## [Texto]
# # # # #
Como a mídia e a direita provocam o fenômeno Clodovil

O eleitorado de São Paulo elegerá 70 deputados federais no próximo domingo (01/10). A se confirmarem as previsões de quase todas as pesquisas, os candidatos Paulo Maluf (PP) e Clodovil Hernandes (PTC) devem ser os campeões de votos. Maluf não chega a ser

Antes da análise, um pouco de fatos. A pesquisa Ibope divulgada na Folha de S.Paulo desta terça-feira (26/9) volta a apontar a vitória eleitoral folgada do apresentador e ex-estilista pelo modesto Partido Trabalhista Cristão. Empolgado com a repercussão da candidatura, o presidente nacional da sigla, Ciro Moura, diz que Clodovil “será o mais votado ou o segundo mais votado do estado” de São Paulo, com cerca de 1 milhão de eleitores. Clodovil é menos modesto ainda: acha que sua votação pode chegar à casa dos 3 milhões.
# # # # #
## [Material fornecido]

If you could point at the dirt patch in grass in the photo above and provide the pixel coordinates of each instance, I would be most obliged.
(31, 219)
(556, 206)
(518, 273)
# # # # #
## [O que se pede]
**A)** Responda às perguntas abaixo com base no texto, uma por linha:
(i) Quantos deputados federais o eleitorado de São Paulo vai eleger?
(ii) Qual instituto fez a pesquisa divulgada na Folha de S.Paulo de terça-feira (26/9)?
(iii) Quem é o presidente nacional do Partido Trabalhista Cristão?
**B)** Liste todas as pessoas mencionadas pelo nome no texto.
**C)** Redigite sem alterações o trecho do texto que vai de "Antes da análise, um" até "dos 3 milhões.".
As linhas são um material à parte, sem ligação com o texto.

## [Respostas por tarefa]
**A)**
(i) 70 deputados federais.
(ii) O Ibope.
(iii) Ciro Moura.

**B)** Paulo Maluf, Clodovil Hernandes e Ciro Moura.

**C)**
Antes da análise, um pouco de fatos. A pesquisa Ibope divulgada na Folha de S.Paulo desta terça-feira (26/9) volta a apontar a vitória eleitoral folgada do apresentador e ex-estilista pelo modesto Partido Trabalhista Cristão. Empolgado com a repercussão da candidatura, o presidente nacional da sigla, Ciro Moura, diz que Clodovil “será o mais votado ou o segundo mais votado do estado” de São Paulo, com cerca de 1 milhão de eleitores. Clodovil é menos modesto ainda: acha que sua votação pode chegar à casa dos 3 milhões.